━━━━━ DATA FOR THE TASK
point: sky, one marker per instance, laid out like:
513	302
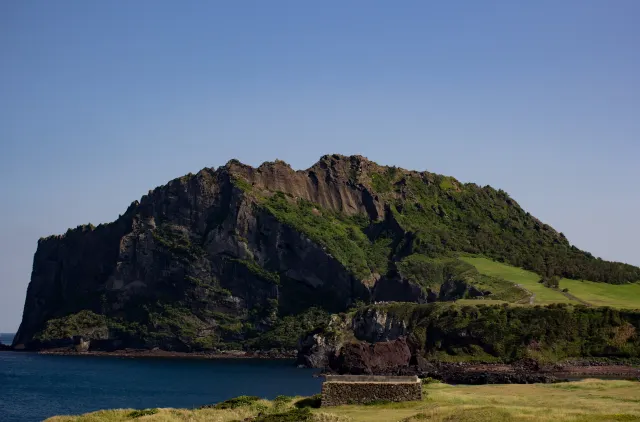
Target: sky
102	101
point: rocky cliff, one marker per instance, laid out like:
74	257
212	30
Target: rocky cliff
253	257
391	338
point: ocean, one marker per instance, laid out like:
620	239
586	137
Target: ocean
34	387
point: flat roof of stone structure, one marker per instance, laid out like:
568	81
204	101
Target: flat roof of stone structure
372	379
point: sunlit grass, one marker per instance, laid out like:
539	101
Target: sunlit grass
587	400
526	279
596	294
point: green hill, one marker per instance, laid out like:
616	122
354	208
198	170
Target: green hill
243	257
587	292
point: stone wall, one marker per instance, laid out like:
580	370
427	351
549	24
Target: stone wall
353	389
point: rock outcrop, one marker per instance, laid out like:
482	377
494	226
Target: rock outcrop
220	259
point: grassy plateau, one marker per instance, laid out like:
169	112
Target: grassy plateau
589	292
587	400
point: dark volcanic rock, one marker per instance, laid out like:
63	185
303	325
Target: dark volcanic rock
378	358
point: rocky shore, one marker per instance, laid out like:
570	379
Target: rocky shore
158	353
396	357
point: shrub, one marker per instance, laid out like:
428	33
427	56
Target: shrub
233	403
141	413
314	401
293	415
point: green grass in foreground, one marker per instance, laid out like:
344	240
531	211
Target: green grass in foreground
596	294
587	400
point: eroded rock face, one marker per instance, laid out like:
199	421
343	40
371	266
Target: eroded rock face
375	325
189	243
220	257
386	357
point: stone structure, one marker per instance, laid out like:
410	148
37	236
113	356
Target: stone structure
360	389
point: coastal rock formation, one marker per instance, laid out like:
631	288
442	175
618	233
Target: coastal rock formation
243	257
378	358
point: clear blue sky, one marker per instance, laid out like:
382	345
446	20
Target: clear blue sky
101	101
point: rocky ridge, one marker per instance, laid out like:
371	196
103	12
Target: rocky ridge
251	258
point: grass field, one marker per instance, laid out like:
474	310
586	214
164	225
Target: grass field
588	400
597	294
526	279
601	294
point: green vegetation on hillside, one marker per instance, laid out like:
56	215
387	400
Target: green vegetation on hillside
508	333
431	273
84	323
445	215
341	235
524	278
596	294
585	401
600	294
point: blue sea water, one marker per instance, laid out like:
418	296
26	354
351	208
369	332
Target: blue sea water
34	387
6	338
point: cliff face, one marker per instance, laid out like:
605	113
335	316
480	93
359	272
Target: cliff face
222	258
205	247
386	339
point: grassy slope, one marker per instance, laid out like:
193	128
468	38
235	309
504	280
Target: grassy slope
588	400
526	279
597	294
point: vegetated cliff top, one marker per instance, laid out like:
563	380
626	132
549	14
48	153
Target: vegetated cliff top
439	213
254	257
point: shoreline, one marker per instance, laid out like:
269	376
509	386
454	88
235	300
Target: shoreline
158	353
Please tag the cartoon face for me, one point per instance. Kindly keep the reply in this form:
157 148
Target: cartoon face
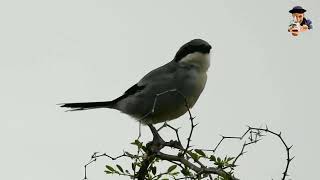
298 17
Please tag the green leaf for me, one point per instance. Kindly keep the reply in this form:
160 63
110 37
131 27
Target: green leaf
185 172
200 152
108 172
154 170
194 156
213 158
230 158
133 166
120 168
174 173
171 168
110 168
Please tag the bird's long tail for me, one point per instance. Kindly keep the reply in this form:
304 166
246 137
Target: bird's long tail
88 105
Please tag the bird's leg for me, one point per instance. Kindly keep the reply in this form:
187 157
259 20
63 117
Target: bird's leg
156 136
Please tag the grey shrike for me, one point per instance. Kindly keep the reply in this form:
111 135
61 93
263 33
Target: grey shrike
161 95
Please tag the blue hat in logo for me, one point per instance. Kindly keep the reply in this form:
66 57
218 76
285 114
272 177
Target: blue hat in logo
297 9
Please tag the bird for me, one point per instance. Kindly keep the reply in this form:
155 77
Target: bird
164 93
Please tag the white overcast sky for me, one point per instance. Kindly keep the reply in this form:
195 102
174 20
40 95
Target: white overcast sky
90 50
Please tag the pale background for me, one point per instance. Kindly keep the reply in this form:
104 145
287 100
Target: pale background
80 50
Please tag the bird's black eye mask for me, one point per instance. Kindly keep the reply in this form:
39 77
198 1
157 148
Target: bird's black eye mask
196 45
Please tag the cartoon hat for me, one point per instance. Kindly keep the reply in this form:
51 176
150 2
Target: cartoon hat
297 9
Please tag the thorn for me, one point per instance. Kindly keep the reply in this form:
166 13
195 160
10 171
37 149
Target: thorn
291 158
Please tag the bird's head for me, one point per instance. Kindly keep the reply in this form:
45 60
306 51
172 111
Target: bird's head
194 52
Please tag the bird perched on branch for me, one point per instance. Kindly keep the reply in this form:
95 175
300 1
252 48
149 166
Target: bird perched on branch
165 93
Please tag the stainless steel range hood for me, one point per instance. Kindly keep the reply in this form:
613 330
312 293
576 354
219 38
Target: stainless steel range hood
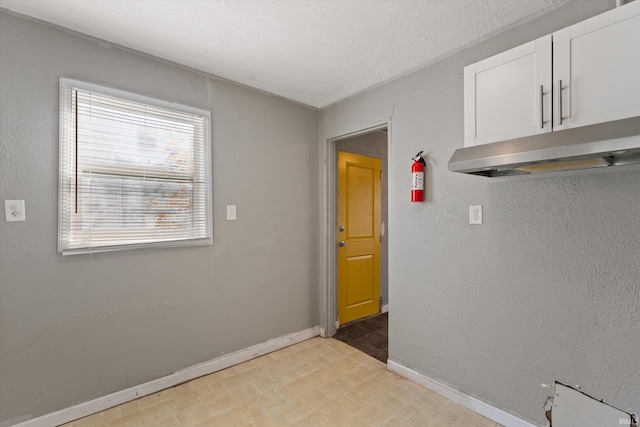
605 144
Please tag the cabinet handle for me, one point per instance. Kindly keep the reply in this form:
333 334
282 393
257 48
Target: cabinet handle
560 102
541 107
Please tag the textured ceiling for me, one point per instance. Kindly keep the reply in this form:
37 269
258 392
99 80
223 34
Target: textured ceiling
313 52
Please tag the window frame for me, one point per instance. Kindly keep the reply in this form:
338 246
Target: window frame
67 142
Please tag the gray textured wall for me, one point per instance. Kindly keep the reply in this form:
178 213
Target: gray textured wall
374 144
78 327
548 288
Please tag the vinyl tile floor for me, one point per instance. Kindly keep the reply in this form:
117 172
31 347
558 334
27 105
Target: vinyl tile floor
318 382
369 335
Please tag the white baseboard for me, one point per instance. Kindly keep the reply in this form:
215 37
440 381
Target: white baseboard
105 402
497 415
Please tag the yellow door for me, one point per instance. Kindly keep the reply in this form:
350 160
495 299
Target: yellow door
358 236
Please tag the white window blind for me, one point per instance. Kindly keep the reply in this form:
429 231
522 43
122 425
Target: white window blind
134 171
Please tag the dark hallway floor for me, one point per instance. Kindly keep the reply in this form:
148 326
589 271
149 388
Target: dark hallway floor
369 335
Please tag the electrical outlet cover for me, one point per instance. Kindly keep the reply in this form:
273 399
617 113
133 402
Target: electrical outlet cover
14 210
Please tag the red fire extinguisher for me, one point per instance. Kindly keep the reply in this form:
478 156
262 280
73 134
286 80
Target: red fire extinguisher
417 176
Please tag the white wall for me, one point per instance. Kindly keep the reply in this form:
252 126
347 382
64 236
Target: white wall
548 288
79 327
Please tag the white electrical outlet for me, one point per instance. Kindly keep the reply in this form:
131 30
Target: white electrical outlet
231 213
14 210
475 214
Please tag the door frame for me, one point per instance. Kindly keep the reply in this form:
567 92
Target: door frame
328 274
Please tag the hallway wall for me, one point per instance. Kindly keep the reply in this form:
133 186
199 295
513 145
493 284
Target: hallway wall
546 289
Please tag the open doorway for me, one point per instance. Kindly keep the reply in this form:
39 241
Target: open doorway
361 231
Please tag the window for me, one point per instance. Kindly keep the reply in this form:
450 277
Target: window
134 171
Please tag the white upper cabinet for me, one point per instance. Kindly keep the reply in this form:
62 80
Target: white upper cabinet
584 74
509 95
598 63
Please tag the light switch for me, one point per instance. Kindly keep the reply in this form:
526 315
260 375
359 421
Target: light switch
14 210
231 213
475 214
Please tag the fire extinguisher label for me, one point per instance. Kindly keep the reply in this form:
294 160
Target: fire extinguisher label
418 181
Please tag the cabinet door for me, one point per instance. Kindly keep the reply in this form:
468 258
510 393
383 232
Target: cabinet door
598 63
509 95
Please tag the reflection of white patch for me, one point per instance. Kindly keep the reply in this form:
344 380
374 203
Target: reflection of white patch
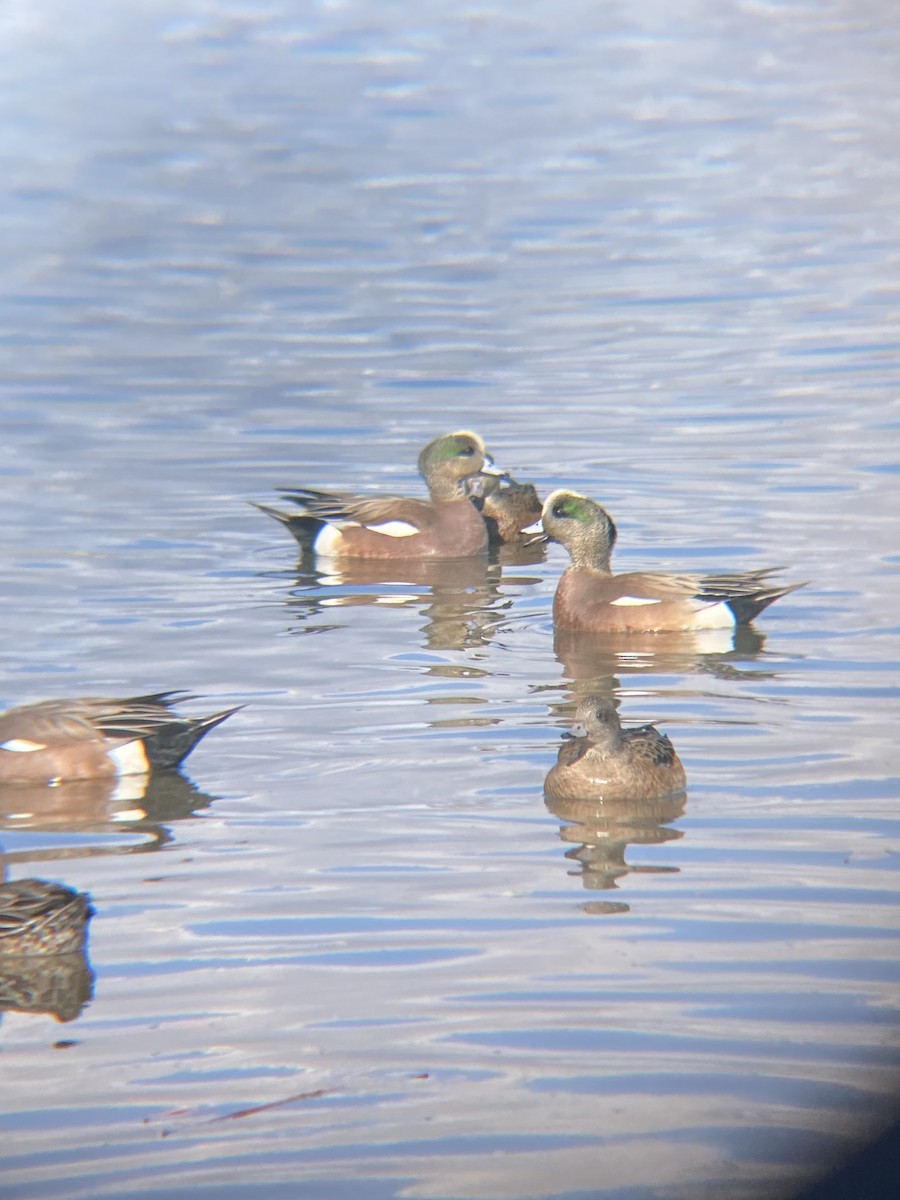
395 528
124 815
130 759
22 745
713 616
328 540
714 641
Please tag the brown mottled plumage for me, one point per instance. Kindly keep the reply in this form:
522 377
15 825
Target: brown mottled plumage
97 737
445 526
599 760
591 598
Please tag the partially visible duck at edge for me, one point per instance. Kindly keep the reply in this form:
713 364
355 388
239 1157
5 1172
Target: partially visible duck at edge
444 526
507 505
37 917
58 741
591 598
600 761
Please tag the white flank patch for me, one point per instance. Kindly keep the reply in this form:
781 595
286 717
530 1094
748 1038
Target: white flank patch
395 528
328 540
713 616
130 759
22 745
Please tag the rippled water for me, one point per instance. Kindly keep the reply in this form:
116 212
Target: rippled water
355 954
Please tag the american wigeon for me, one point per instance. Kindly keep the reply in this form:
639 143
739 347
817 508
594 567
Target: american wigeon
445 526
507 505
591 598
42 918
97 738
601 761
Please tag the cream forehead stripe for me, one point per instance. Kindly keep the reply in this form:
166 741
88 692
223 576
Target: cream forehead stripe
634 600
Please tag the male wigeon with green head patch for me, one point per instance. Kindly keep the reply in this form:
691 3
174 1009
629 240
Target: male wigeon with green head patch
57 741
384 527
591 598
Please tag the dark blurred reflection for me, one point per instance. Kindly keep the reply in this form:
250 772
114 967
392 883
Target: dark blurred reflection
43 963
460 599
599 833
101 805
60 985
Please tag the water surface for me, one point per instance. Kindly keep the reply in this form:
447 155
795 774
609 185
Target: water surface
354 953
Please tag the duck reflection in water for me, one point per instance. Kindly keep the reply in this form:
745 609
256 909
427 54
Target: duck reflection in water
105 805
612 787
461 599
43 964
594 660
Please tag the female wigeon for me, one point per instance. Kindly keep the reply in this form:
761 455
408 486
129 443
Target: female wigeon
601 761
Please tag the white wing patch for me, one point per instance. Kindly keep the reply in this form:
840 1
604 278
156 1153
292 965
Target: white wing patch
22 745
328 540
130 759
713 616
395 528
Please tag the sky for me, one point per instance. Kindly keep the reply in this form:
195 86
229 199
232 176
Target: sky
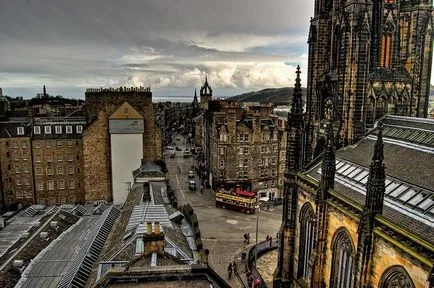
170 45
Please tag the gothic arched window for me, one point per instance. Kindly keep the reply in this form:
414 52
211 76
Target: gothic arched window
396 277
343 260
307 236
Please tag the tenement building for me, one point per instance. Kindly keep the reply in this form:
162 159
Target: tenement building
361 216
57 157
243 146
366 59
114 114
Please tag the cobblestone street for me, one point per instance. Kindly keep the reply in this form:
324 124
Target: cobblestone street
222 230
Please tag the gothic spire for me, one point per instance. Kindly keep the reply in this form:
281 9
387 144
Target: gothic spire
376 181
328 166
296 115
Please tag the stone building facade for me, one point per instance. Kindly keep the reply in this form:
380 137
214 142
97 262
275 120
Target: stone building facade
366 59
244 146
100 104
57 157
360 216
16 163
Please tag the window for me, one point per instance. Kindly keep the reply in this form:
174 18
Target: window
50 184
49 170
396 276
342 260
223 137
71 184
37 129
307 235
20 130
61 184
38 170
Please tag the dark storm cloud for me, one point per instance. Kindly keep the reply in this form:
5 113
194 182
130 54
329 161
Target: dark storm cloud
162 43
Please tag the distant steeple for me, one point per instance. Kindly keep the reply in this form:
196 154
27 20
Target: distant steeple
205 91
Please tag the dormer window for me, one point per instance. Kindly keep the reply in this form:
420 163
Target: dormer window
20 130
37 129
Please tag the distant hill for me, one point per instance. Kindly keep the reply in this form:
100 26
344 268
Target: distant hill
277 96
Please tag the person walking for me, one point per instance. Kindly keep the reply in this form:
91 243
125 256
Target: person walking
230 270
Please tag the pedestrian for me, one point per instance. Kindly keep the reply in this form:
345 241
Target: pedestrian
250 279
229 270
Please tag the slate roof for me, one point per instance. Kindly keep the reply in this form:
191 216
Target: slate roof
409 161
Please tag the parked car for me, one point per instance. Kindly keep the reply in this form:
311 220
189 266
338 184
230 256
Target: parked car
187 154
192 185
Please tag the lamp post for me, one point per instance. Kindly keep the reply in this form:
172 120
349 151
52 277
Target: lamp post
260 185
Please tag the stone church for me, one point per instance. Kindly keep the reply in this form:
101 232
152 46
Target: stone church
367 59
362 215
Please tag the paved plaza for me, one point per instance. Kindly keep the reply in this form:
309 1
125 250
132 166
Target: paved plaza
222 230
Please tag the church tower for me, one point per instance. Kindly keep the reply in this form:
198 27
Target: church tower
375 189
284 274
374 57
205 92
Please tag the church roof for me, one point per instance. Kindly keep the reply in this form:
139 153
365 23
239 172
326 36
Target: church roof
409 160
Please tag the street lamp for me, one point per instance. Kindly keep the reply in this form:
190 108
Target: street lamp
260 185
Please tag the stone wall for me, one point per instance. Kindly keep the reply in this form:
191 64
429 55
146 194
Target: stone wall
16 171
100 104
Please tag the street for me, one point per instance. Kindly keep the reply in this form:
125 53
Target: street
222 230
━━━━━━━━━━
## TASK PROMPT
Only the lines from the one containing "Target: distant steeple" through the end of the entries above belong in the answer; repeat them exactly.

## SOLUTION FOR THIS PROBLEM
Target: distant steeple
205 91
Please tag the dormer window for me, one point per instance. Kindly keep the reply in this form:
420 163
Target: dormer window
20 130
37 129
Please tag the distant hill for me, one point per instance. Kindly keep the reply in this form:
100 26
344 268
Target: distant hill
277 96
Please tag the person walking for me, one point per instance. Kindly keep the reply in this form:
91 243
125 256
Target: person walking
230 270
Please tag the pedestrian for me, one point per instance. Kindly keep the reply in this form:
345 241
Target: pedestrian
250 279
229 270
Please tag the slate roof for me, one point per instance. Kindly keep the reply in this form:
191 216
Target: slate roof
409 161
Please tag the parked car for me, one point per instance. Kindly keep the reply in this form:
311 220
189 266
338 184
230 256
Target: parked car
187 154
192 185
Please tag the lamp post for me, one point per instance. Kindly keep the reply in this form:
172 120
349 151
52 277
Target: lamp post
260 185
Please tag the stone church for me, one point per instance. Kindly keep the reply in this form:
101 232
152 46
Target: stone church
367 59
362 215
Please tag the paved plaza for me, one point per instance. Kindly keep the reply in this form:
309 1
125 250
132 166
Target: paved plaza
222 230
Please tag the church tower for me, one point per instance. Kindly keep the reply in this form:
198 27
Target: church tower
375 189
284 274
374 57
205 92
Please tag the church roof for me, one point per instance. Kindly keep the reply in this form:
139 153
365 23
239 172
326 36
Target: church roof
409 160
Please tag the street lamp for me, one point per instance. Kindly keep the reply in this form:
190 108
Target: street lamp
260 185
Please tag the stone wall for me, one point per instance. Kindly keep the reply in this form:
191 64
429 55
146 194
Target: stone wall
16 171
100 104
Please tag the street for me, one point per instance. Kindly keep the reply in this form:
125 53
Target: street
222 230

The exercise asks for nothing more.